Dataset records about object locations
## Begin
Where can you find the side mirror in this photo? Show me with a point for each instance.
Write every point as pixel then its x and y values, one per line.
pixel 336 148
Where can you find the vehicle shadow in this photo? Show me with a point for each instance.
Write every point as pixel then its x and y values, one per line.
## End
## Begin
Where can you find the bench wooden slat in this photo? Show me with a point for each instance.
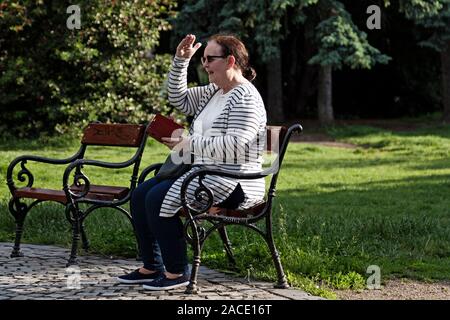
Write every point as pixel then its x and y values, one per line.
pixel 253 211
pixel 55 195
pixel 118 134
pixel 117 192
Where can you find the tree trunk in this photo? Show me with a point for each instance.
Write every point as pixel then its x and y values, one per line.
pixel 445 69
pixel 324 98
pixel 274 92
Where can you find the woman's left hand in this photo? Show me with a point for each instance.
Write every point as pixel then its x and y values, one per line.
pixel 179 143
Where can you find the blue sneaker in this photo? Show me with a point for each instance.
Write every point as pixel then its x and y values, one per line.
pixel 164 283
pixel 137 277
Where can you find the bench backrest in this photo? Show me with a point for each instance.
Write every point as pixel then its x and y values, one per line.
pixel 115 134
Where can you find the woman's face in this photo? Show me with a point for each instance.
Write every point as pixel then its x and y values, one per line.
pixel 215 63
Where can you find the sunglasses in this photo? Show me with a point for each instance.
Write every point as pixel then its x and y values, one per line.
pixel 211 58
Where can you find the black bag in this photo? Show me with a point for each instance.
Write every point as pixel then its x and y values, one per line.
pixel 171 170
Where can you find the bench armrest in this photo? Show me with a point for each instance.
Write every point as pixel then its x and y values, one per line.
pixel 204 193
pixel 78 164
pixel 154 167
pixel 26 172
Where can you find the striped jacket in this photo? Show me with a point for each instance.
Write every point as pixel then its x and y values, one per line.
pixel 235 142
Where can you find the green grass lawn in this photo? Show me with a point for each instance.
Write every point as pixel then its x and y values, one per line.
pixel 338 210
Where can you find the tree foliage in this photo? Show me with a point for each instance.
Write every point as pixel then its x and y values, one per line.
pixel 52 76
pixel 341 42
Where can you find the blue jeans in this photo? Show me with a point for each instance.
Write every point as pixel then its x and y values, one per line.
## End
## Begin
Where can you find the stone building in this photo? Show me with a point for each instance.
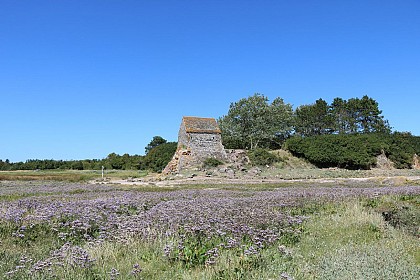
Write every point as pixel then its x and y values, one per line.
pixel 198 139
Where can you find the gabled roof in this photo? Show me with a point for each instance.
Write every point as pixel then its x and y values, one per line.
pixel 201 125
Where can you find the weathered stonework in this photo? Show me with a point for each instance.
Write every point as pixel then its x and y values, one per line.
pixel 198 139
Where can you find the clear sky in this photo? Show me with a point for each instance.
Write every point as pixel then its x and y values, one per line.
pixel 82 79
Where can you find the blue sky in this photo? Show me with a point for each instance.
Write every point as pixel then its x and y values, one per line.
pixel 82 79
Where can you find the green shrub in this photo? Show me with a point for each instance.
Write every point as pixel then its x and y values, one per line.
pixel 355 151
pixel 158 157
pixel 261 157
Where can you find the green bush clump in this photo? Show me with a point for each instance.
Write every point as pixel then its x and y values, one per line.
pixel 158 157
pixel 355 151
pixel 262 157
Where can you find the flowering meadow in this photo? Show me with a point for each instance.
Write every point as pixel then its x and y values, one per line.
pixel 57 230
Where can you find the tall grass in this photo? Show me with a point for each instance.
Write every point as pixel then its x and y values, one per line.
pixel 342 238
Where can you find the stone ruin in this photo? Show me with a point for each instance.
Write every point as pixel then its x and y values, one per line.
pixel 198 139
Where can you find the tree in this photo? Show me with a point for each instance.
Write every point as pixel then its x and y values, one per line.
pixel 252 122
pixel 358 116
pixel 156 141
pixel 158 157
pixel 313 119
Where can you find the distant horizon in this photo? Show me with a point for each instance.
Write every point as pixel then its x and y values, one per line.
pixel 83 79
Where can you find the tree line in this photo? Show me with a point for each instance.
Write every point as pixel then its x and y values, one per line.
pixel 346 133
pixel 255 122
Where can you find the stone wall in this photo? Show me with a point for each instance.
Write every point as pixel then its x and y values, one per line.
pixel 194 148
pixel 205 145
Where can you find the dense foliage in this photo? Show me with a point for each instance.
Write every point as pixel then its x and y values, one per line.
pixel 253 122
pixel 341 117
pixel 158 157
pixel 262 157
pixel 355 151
## End
Exercise prompt:
Could you copy out, word for word, the lines of the material above beginning with the one containing "Where can you find the bench armrest" and ending with the one containing "pixel 26 172"?

Exercise answer:
Where can you find the bench armrest in this photo? Show me with a point for each instance.
Write every point as pixel then its x and y values, one per line.
pixel 204 193
pixel 78 164
pixel 154 167
pixel 26 172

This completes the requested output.